[[ READING PASSAGE open ]]

Is Self-Funding Right for Your Student Health Insurance Plan?

Costs and Coverage, Risk Management

Thinking about self-funding your student health plan? If so, it’s important to conduct due diligence to determine whether it is appropriate for your institution and conduct a feasibility study.  This article suggests five steps to consider before proceeding.

1. Address Compliance

As we all know, the Affordable Care Act (ACA) specifically governs fully insured plans. When your plan is fully insured, the carrier is responsible for state filings and benefits compliance.   Unlike employer-sponsored plans covered under ERISA (Employee Retirement Income Security Act), there is no federal legislation that overrides state law for student plans.  As a result, the first question to explore is what your state’s position is on self-funding.  In some states, it is very clear and specifically allowed under certain conditions such as in New York. In other states, it is specifically not allowed.  For many states, the rules are unclear and may require an institution to get a legal opinion. 

Most student health plans apply to Centers for Medicare & Medicaid Services (CMS) to be recognized as minimum essential coverage (MEC).  Initially, having MEC coverage allowed students to meet the health mandate under ACA and avoid paying a penalty. While the MEC requirement has not been repealed, the penalty for failure to have MEC health insurance has been rendered null because the tax was lowered to zero in the Tax Cuts and Jobs Act of 1917. It would be prudent for institutions to proceed carefully and confirm with HHS.

Another important compliance consideration is the fact that the plan sponsor university will have a greater fiduciary responsibility under self-funding than it has with a fully insured plan.  Some of this can be delegated to the carrier, for example, claims decisions and appeals, but the obligation remains with the plan sponsor. This fact alone is why some institutions choose to remain fully insured – so that there won’t be pressure to make exceptions requested for individuals.

2. Be clear on your objectives

If you are thinking about self-funding, it’s important to identify and be clear on your objectives.  Here are some questions that might provide some direction.

  • What result are you looking for?
  • Are you trying to reduce costs today because you think they are too high?
  • Do you care more about being able to manage costs over the long term?
  • How involved do you want to be in claims management and understanding cost drivers?
  • Would you like to have more choice in plan design and vendor selection, for example, carving out pharmacy benefits?

How much administrative support do you need for enrollment/waivers/premium remittance?  Consider a strategic review of administrative processes to identify your needs and determine to criteria for the right partner.

[[ READING PASSAGE closed ]]

§ **USING THE INFORMATION**
[A] List every question that appears in the bulleted list of the article on self-funding student health plans.
[B] Answer the following from the article on self-funding student health plans:
(i) Which state does the article name as one where self-funding is specifically allowed under certain conditions?
(ii) When a plan is fully insured, who is responsible for state filings and benefits compliance?
(iii) What two responsibilities does the article give as examples of what can be delegated to the carrier?
[C] Reproduce the article on self-funding student health plans word for word, everything from "2. Be clear" down to "are too high?".
The data that come next bear no relation to the article on self-funding student health plans.

[[ RECORD EXTRACTS open ]]

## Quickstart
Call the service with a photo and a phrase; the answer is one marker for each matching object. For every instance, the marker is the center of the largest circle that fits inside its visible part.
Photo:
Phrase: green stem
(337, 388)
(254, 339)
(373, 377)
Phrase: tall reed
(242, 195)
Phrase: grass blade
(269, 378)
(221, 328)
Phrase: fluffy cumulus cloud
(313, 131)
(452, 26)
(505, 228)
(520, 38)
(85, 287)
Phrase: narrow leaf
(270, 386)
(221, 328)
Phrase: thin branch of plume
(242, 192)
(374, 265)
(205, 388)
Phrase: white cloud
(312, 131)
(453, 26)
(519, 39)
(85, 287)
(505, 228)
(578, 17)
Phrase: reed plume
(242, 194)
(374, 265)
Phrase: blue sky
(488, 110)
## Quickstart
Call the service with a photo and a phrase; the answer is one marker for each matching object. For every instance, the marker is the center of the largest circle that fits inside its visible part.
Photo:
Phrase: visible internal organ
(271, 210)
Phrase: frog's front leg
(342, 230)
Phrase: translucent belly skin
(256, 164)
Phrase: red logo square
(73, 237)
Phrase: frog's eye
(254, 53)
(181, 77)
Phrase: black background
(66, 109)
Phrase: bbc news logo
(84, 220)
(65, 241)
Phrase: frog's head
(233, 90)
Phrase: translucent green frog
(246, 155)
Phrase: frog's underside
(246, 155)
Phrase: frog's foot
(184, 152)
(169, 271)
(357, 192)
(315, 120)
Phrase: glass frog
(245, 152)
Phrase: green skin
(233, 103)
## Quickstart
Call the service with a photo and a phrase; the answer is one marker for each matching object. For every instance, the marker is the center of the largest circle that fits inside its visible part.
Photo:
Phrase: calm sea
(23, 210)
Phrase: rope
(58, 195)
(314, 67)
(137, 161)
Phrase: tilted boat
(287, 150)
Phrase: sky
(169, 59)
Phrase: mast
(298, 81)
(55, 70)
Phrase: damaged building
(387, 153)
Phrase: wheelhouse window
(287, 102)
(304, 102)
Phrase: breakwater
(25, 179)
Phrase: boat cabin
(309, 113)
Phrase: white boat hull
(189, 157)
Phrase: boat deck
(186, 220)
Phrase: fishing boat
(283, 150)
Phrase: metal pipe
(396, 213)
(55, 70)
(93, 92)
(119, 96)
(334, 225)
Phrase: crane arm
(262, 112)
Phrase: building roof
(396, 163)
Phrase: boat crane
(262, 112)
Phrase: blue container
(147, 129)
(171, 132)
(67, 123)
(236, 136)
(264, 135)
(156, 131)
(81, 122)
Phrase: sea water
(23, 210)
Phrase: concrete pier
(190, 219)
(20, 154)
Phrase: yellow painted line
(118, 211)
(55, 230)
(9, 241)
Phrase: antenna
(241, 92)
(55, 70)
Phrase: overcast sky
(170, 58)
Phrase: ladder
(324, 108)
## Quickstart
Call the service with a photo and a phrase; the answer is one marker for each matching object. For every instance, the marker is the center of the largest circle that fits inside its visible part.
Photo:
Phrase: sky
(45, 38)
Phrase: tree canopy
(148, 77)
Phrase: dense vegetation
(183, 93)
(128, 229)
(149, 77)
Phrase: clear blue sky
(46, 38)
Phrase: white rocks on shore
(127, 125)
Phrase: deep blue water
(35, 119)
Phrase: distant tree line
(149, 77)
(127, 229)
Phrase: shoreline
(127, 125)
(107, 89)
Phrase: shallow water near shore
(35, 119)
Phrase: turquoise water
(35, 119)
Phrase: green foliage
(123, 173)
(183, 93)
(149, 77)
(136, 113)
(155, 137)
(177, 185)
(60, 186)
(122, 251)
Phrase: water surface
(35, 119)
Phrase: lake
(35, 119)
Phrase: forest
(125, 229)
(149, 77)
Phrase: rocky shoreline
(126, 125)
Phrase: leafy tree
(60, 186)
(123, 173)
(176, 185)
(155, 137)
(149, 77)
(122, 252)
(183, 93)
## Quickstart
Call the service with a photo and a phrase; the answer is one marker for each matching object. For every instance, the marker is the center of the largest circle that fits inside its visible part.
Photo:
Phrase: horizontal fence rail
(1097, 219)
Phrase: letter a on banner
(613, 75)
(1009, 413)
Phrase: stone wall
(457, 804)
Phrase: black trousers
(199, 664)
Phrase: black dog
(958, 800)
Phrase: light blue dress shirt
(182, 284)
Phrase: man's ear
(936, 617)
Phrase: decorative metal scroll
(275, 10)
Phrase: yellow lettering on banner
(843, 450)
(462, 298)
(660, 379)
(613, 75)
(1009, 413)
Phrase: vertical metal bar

[[ RECORD EXTRACTS closed ]]

§ **LIST OF SOLUTIONS**
[A]
- What result are you looking for?
- Are you trying to reduce costs today because you think they are too high?
- Do you care more about being able to manage costs over the long term?
- How involved do you want to be in claims management and understanding cost drivers?
- Would you like to have more choice in plan design and vendor selection, for example, carving out pharmacy benefits?

[B]
(i) New York.
(ii) The carrier.
(iii) Claims decisions and appeals.

[C]
2. Be clear on your objectives

If you are thinking about self-funding, it’s important to identify and be clear on your objectives.  Here are some questions that might provide some direction.

  • What result are you looking for?
  • Are you trying to reduce costs today because you think they are too high?